Written problem >> Repeat the entries word for word from the line with "Which region of this screenshot contains the grassy" to the line with "[2,266,553,283]", including both of those lines.

Bounding-box records:

= = = = = = =

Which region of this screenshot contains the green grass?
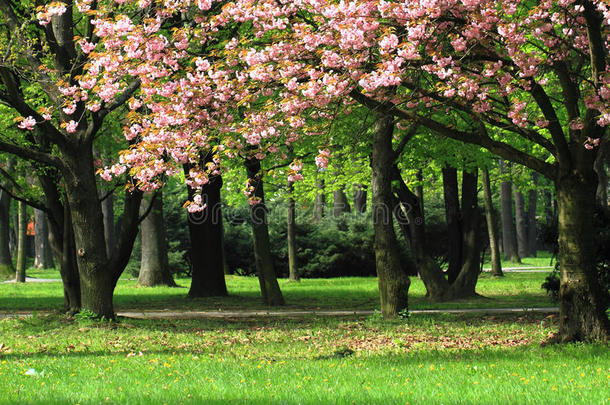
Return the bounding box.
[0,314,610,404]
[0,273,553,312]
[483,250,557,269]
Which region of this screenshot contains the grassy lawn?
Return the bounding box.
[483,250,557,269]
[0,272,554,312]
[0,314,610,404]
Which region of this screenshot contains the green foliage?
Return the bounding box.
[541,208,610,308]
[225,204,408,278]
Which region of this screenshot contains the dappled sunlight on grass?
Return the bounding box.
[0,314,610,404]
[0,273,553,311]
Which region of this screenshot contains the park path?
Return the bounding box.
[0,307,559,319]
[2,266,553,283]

= = = = = = =

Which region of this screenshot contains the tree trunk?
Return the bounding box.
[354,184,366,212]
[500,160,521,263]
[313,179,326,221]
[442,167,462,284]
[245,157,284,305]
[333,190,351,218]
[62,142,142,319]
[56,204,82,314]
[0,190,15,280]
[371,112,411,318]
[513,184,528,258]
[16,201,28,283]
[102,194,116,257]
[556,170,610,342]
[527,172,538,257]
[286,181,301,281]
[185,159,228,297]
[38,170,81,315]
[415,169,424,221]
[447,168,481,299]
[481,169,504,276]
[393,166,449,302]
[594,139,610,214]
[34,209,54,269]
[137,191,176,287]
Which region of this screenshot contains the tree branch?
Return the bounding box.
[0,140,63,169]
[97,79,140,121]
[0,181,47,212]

= = = = = = =

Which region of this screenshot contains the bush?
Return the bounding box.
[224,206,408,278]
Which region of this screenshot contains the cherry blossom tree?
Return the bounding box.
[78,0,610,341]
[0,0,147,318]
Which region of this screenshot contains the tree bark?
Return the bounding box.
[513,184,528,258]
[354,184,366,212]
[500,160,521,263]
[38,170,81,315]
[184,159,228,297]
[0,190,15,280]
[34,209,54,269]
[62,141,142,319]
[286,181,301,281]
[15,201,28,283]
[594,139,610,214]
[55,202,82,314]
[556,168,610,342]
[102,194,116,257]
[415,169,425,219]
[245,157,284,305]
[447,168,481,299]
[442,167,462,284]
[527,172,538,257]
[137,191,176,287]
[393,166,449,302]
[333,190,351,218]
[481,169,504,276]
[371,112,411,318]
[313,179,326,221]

= = = = = = =

Complete answer >>
Which region of this screenshot contains the grassy lawn?
Return the bounding box.
[483,250,557,269]
[0,272,554,312]
[0,314,610,404]
Which region of this screenshot contains the green foliage?
Return the bounding box.
[541,208,610,308]
[225,204,408,278]
Which region of this screenshot contains the dappled sunlight on grass?
Return the bounding box.
[0,314,610,404]
[0,273,553,311]
Which region of this screenshot contains the park path?
Return the bounding box.
[0,307,559,319]
[2,266,553,283]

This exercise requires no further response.